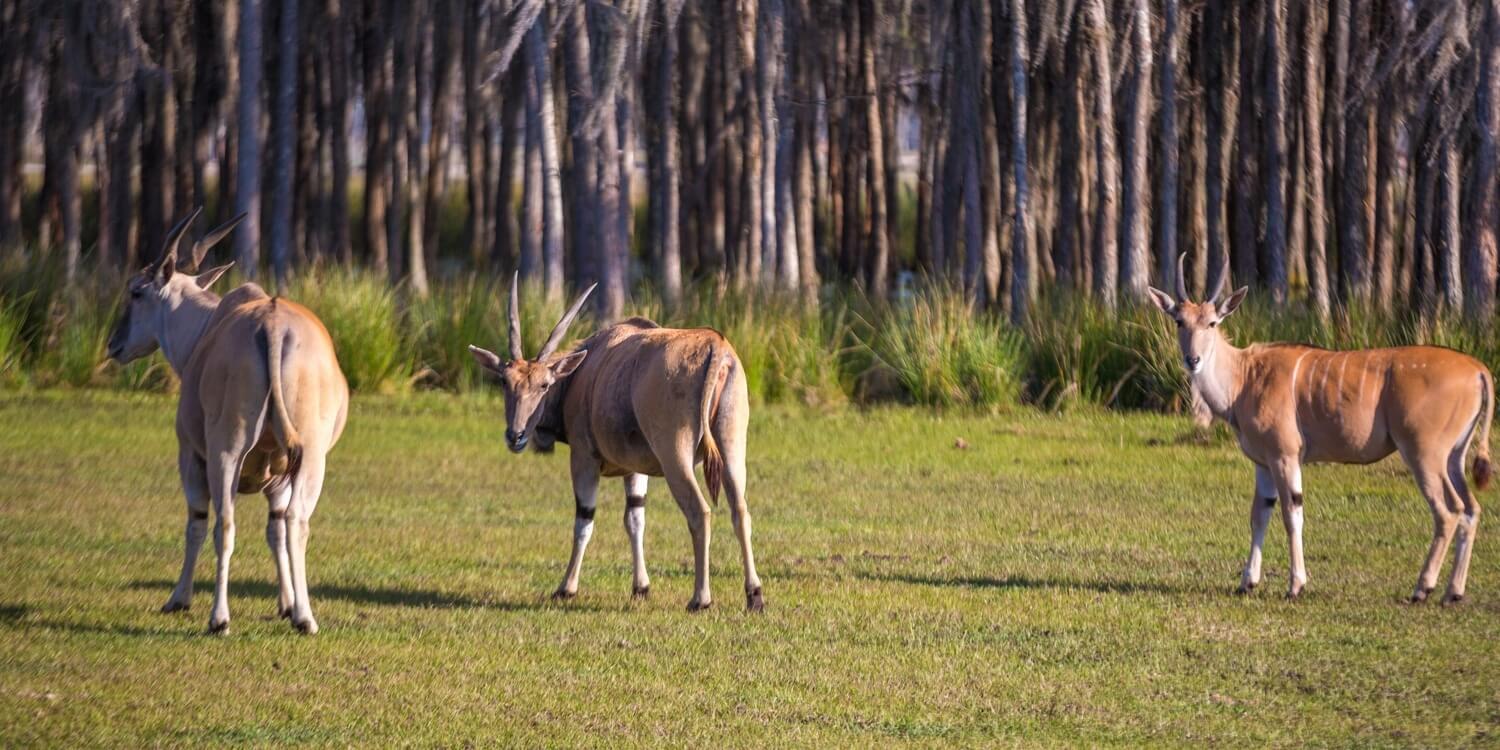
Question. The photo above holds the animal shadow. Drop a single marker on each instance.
(1025, 582)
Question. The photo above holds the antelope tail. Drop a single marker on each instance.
(714, 378)
(1482, 470)
(279, 419)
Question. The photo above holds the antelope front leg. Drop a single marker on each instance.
(585, 498)
(1260, 506)
(636, 530)
(222, 488)
(195, 486)
(1289, 486)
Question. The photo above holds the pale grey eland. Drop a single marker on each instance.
(263, 401)
(1292, 404)
(633, 401)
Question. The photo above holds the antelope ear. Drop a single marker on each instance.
(566, 366)
(1232, 303)
(486, 359)
(212, 275)
(1163, 300)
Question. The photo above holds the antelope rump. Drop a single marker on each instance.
(636, 401)
(1292, 404)
(263, 401)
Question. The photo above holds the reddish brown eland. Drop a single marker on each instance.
(263, 401)
(633, 401)
(1292, 404)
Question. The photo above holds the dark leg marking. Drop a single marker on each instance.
(753, 600)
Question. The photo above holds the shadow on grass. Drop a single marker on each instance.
(399, 597)
(1025, 582)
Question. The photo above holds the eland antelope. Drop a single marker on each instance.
(263, 399)
(633, 401)
(1292, 404)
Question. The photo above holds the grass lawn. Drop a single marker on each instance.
(1064, 579)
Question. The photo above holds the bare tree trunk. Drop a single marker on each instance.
(1481, 248)
(1313, 149)
(1449, 230)
(1353, 177)
(1167, 149)
(284, 137)
(875, 176)
(248, 186)
(1023, 281)
(1275, 167)
(1218, 48)
(662, 158)
(585, 213)
(1247, 168)
(531, 203)
(1106, 222)
(1134, 225)
(341, 93)
(17, 56)
(1070, 246)
(539, 99)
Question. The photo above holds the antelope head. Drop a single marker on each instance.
(161, 288)
(528, 381)
(1197, 323)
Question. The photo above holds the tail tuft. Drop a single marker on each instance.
(1482, 470)
(713, 467)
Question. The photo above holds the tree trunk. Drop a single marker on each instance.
(1481, 248)
(284, 137)
(1023, 282)
(248, 186)
(1106, 222)
(1313, 150)
(662, 156)
(540, 99)
(875, 177)
(1353, 176)
(1167, 149)
(1134, 225)
(1275, 171)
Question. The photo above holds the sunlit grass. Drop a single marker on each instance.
(1059, 581)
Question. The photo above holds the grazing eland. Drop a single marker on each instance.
(633, 401)
(263, 401)
(1292, 404)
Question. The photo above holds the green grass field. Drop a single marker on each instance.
(1064, 579)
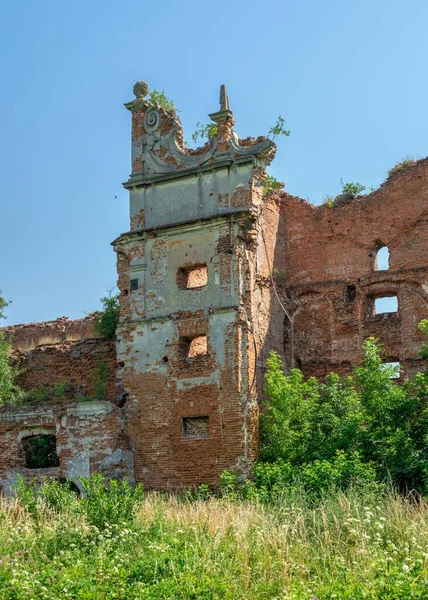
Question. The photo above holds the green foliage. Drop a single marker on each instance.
(106, 322)
(271, 183)
(109, 502)
(353, 546)
(328, 201)
(101, 377)
(10, 391)
(207, 131)
(58, 495)
(359, 425)
(278, 128)
(3, 305)
(352, 189)
(59, 389)
(157, 97)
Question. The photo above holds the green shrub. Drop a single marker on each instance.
(59, 495)
(106, 322)
(323, 430)
(408, 161)
(109, 502)
(352, 189)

■ **WHAT YOU SHOULD DO**
Rewrite all the material above as a numbered list with one entry per line, skipping any blank lines and leaving out the pictures.

■ **RESULT OF THIS EXERCISE**
1. Question. The photo above holds the animal shadow. Drop a single marker on each instance.
2. (1025, 582)
3. Question. The photo above holds the antelope tail. Drop a single marker on each instance.
4. (714, 378)
5. (1482, 470)
6. (279, 419)
7. Question. The photo above holds the antelope front leg. Drop a single marker on each instance.
8. (585, 498)
9. (1260, 506)
10. (636, 530)
11. (222, 488)
12. (195, 486)
13. (1289, 486)
14. Question. The photo above holds the pale grey eland. Drop a single marker on each instance.
15. (263, 401)
16. (1292, 404)
17. (633, 401)
18. Question. The photo above holds the antelope ear. Drop a single marker on each instance.
19. (566, 366)
20. (1232, 303)
21. (486, 359)
22. (212, 275)
23. (1163, 300)
24. Question. The photo above holds the antelope rump. Drop a single marker on each instance.
25. (636, 401)
26. (1292, 404)
27. (263, 401)
28. Question. The photo above holds the reddish brown eland. Drop a single marker on each instance.
29. (263, 401)
30. (633, 401)
31. (1292, 404)
32. Question. The photo above holds the dark leg marking. Drop a single marker on each instance.
33. (753, 600)
34. Question. The photo above holds the shadow on grass. Drop a single marker on each instance.
35. (399, 597)
36. (1025, 582)
37. Question. The photo above holds the eland antelope. Drop a single marker on each instance.
38. (263, 399)
39. (633, 401)
40. (1292, 404)
41. Question. The photo above holds the grass lawn. Drop a single marker on each instance.
42. (1064, 579)
43. Question. The photo above holds the bare tree trunk. Drop a single marker on each instance.
44. (1481, 248)
45. (1313, 149)
46. (1449, 230)
47. (1353, 177)
48. (1167, 149)
49. (284, 137)
50. (875, 176)
51. (248, 186)
52. (1023, 281)
53. (1275, 167)
54. (1218, 48)
55. (662, 158)
56. (585, 213)
57. (1247, 168)
58. (531, 203)
59. (1106, 222)
60. (1134, 225)
61. (341, 93)
62. (17, 56)
63. (1070, 246)
64. (539, 99)
65. Question. The photo above holds the antelope head. Drop a single marker on each instance.
66. (161, 288)
67. (528, 381)
68. (1197, 323)
69. Question. The photo above holds the tail tuft. Drop a single marker on each instance.
70. (1482, 470)
71. (713, 467)
72. Question. The photo above holds the tree trunk. Drop a single marker on each instance.
73. (1481, 248)
74. (284, 137)
75. (1023, 282)
76. (248, 186)
77. (1106, 222)
78. (1313, 150)
79. (662, 156)
80. (540, 99)
81. (875, 177)
82. (1353, 176)
83. (1167, 149)
84. (1134, 225)
85. (1275, 171)
86. Question. The photo above holds the sunlit grass. Drop a single marker on each instance.
87. (1059, 581)
88. Question. The photo above holds the grazing eland. Drop a single marker on each instance.
89. (633, 401)
90. (263, 401)
91. (1292, 404)
92. Question. The photo above holds the green grass field. Drop a single marker on each instance.
93. (1064, 579)
94. Question. The photo above holds the green foliage. Drop a single marker on each instance.
95. (106, 322)
96. (271, 183)
97. (109, 502)
98. (353, 546)
99. (328, 201)
100. (101, 377)
101. (10, 391)
102. (207, 131)
103. (58, 495)
104. (359, 425)
105. (278, 128)
106. (3, 305)
107. (352, 189)
108. (59, 389)
109. (157, 97)
110. Question. The photo above holds the green shrub. Drop a single marker on each instance.
111. (59, 495)
112. (106, 322)
113. (323, 430)
114. (408, 161)
115. (109, 502)
116. (352, 189)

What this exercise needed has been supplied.